━━━ Data lines

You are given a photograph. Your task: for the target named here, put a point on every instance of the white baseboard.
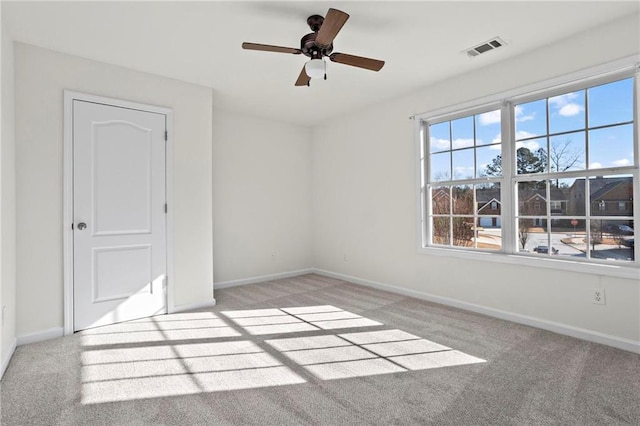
(193, 306)
(262, 278)
(39, 336)
(7, 358)
(568, 330)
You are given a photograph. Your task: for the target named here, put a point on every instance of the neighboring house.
(608, 197)
(489, 207)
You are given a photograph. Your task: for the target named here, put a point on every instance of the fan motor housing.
(309, 47)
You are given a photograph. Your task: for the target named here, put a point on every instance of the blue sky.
(603, 105)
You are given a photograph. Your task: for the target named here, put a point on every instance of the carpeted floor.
(315, 350)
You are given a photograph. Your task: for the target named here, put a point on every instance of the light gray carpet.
(315, 350)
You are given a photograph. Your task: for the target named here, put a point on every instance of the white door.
(119, 229)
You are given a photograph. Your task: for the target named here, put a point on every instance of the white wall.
(41, 77)
(7, 207)
(261, 197)
(364, 200)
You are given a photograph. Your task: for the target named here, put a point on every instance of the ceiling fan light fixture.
(315, 68)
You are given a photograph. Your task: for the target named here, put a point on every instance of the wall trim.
(579, 333)
(261, 278)
(40, 336)
(193, 306)
(7, 358)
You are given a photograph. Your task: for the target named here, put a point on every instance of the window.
(465, 172)
(565, 187)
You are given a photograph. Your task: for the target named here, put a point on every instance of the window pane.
(463, 164)
(440, 227)
(463, 231)
(568, 239)
(488, 161)
(611, 240)
(440, 200)
(488, 199)
(489, 233)
(488, 128)
(611, 103)
(567, 112)
(439, 137)
(567, 152)
(532, 198)
(532, 235)
(611, 147)
(462, 197)
(531, 157)
(462, 132)
(440, 167)
(611, 196)
(531, 119)
(560, 194)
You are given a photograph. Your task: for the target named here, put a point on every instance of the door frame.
(67, 194)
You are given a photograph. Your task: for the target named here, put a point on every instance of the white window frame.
(625, 68)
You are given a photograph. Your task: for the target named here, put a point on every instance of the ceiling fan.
(318, 45)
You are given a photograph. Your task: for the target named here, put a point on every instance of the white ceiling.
(199, 42)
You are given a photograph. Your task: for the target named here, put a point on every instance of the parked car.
(618, 229)
(545, 249)
(625, 230)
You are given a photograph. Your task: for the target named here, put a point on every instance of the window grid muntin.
(453, 182)
(508, 211)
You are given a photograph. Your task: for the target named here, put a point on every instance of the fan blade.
(303, 78)
(357, 61)
(332, 24)
(269, 48)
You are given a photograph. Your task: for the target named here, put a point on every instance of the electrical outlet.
(598, 296)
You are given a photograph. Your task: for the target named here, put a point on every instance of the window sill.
(619, 271)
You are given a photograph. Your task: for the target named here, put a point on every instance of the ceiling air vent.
(487, 46)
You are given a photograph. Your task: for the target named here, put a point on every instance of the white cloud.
(520, 117)
(563, 100)
(530, 145)
(462, 143)
(569, 110)
(439, 144)
(622, 162)
(565, 106)
(491, 117)
(523, 134)
(463, 172)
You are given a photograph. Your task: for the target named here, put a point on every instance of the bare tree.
(563, 156)
(595, 233)
(524, 226)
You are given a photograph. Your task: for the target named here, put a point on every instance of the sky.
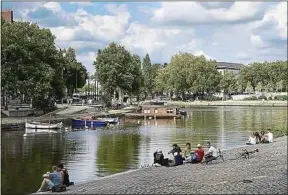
(240, 32)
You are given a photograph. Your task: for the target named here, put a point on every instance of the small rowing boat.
(90, 123)
(40, 125)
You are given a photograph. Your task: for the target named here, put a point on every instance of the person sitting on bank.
(199, 154)
(178, 159)
(263, 136)
(267, 138)
(65, 175)
(212, 153)
(175, 148)
(251, 140)
(258, 137)
(158, 157)
(187, 151)
(46, 184)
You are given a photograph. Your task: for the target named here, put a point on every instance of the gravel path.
(267, 171)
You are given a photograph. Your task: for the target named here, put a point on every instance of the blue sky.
(242, 32)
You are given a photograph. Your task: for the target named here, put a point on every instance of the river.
(97, 153)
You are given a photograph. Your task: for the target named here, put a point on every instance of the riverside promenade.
(266, 170)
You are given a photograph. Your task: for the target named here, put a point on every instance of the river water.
(97, 153)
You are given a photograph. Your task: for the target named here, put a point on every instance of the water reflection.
(96, 153)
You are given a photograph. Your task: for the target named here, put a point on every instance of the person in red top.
(200, 153)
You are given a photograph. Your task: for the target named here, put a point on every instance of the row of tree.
(33, 68)
(121, 72)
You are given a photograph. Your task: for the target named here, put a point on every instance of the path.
(267, 170)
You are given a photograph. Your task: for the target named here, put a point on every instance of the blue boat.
(88, 123)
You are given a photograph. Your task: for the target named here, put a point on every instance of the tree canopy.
(118, 70)
(31, 64)
(189, 73)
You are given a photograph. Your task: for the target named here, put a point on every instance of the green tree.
(75, 73)
(189, 73)
(228, 83)
(147, 74)
(118, 71)
(30, 64)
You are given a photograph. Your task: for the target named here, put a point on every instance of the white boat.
(39, 125)
(109, 120)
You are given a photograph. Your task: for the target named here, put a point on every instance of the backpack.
(195, 157)
(158, 156)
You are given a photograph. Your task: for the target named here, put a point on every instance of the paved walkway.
(267, 170)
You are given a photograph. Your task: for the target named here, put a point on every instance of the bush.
(281, 97)
(251, 98)
(262, 97)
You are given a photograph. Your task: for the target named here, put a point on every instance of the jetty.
(264, 173)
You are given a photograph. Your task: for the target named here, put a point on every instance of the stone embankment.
(258, 103)
(264, 173)
(10, 123)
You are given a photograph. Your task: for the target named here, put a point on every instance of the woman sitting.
(252, 140)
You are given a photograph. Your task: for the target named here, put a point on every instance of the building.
(225, 67)
(7, 15)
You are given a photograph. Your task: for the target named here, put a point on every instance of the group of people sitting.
(55, 181)
(262, 137)
(189, 155)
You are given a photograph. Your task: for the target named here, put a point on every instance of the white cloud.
(53, 6)
(257, 41)
(242, 56)
(147, 39)
(195, 13)
(82, 4)
(276, 19)
(87, 60)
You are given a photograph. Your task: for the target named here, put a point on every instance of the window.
(169, 111)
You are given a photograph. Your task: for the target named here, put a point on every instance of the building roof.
(229, 65)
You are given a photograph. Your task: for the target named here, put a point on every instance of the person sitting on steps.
(65, 175)
(158, 157)
(212, 153)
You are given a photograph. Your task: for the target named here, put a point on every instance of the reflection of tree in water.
(117, 152)
(25, 160)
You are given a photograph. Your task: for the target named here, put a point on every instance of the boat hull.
(88, 123)
(158, 116)
(38, 125)
(109, 120)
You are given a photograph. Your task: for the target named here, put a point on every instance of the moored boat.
(110, 120)
(90, 123)
(40, 125)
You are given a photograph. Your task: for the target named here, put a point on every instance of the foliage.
(31, 64)
(118, 70)
(189, 73)
(281, 97)
(74, 72)
(251, 98)
(228, 83)
(212, 98)
(270, 76)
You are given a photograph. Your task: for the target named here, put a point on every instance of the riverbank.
(266, 172)
(259, 103)
(12, 123)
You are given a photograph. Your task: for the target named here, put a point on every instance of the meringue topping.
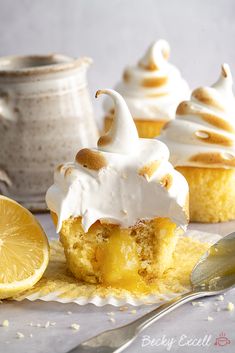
(203, 133)
(124, 172)
(153, 88)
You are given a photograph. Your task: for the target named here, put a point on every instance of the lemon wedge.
(24, 249)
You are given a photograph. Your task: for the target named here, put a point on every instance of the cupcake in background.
(201, 141)
(152, 90)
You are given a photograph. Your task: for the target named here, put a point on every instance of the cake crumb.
(111, 313)
(230, 306)
(220, 298)
(75, 327)
(5, 323)
(210, 318)
(19, 335)
(198, 304)
(47, 324)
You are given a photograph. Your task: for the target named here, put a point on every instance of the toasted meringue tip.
(225, 70)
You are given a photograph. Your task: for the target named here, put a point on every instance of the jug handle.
(4, 177)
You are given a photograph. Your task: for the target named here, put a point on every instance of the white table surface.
(171, 333)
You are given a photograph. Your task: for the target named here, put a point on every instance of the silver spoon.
(213, 274)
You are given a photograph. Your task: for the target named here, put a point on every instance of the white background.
(116, 32)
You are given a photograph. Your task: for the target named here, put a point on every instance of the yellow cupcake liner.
(58, 284)
(146, 128)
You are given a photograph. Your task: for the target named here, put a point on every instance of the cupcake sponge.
(211, 193)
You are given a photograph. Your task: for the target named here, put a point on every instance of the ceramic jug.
(45, 118)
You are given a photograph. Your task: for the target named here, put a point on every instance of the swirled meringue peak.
(124, 180)
(203, 133)
(153, 88)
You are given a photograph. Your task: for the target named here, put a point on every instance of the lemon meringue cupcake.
(119, 207)
(152, 90)
(201, 141)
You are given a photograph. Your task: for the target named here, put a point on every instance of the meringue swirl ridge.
(203, 133)
(123, 181)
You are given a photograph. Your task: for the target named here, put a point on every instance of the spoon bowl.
(215, 271)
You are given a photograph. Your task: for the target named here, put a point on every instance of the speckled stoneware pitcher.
(45, 118)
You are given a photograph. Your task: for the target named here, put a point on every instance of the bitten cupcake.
(201, 141)
(119, 207)
(152, 90)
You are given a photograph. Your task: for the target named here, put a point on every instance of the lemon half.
(24, 249)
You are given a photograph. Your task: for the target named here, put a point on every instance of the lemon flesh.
(24, 249)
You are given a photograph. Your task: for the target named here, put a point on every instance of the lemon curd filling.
(128, 258)
(119, 262)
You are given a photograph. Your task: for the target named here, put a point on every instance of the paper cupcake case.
(59, 285)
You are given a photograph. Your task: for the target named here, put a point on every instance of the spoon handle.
(148, 319)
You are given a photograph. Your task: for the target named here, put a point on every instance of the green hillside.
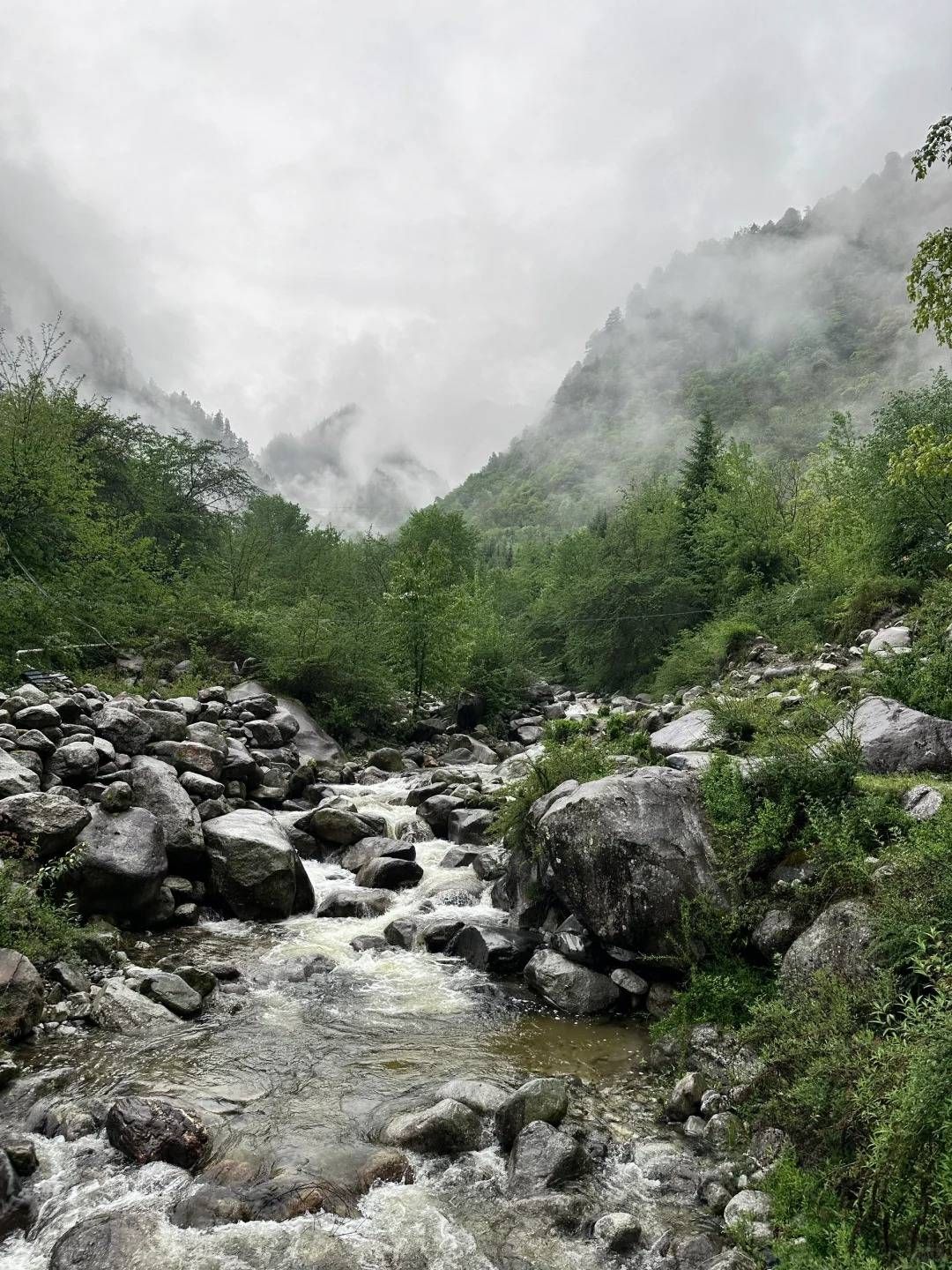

━━━━━━

▶ Written problem: Print once more, exactly, the lines from the one with "swirled meringue peak." through the last line of the data, both ends included, without any pictures.

▶ Answer to the problem:
You are given a photograph. Your task: for the target named here, put a point on every instance of the swirled meringue peak.
(124, 180)
(203, 133)
(153, 88)
You are given a photograph. Your task: for the target named here, put a point on every instance of the lemon meringue cupcake.
(119, 207)
(152, 90)
(201, 141)
You are given a photograph. Your task: for the target named here, put a point on every instance of the meringue swirl ridge.
(203, 133)
(123, 181)
You are given a photograph. Your task: for the target named here, put a point on every instance of the spoon bowl.
(215, 271)
You are given a photograph. Your task: for the target named here, put a point on every instance of the speckled stoneware pitcher.
(45, 118)
You are given a photograph. Your task: for the target named here, put a point on every instance of the bitten cupcake.
(201, 141)
(119, 207)
(152, 90)
You are given a photograph. Your task: for the target named here, put a point on every instance of the lemon half.
(24, 249)
You are given a photograph. Your task: for the target named here, put a point on every instance of the lemon flesh.
(24, 249)
You are given a photograph. Your task: for the target named here, put a point on every instance of the lemon curd filling.
(128, 258)
(119, 262)
You are given a photograph. Your task: for the target named here, put a point on every instance of the paper cupcake case.
(59, 285)
You are given a photograph. Your task: for the target named here, put a point on every instance of the spoon handle.
(148, 319)
You are given a photograph. Your task: for the target named here, put a point on every instance of the green hillside.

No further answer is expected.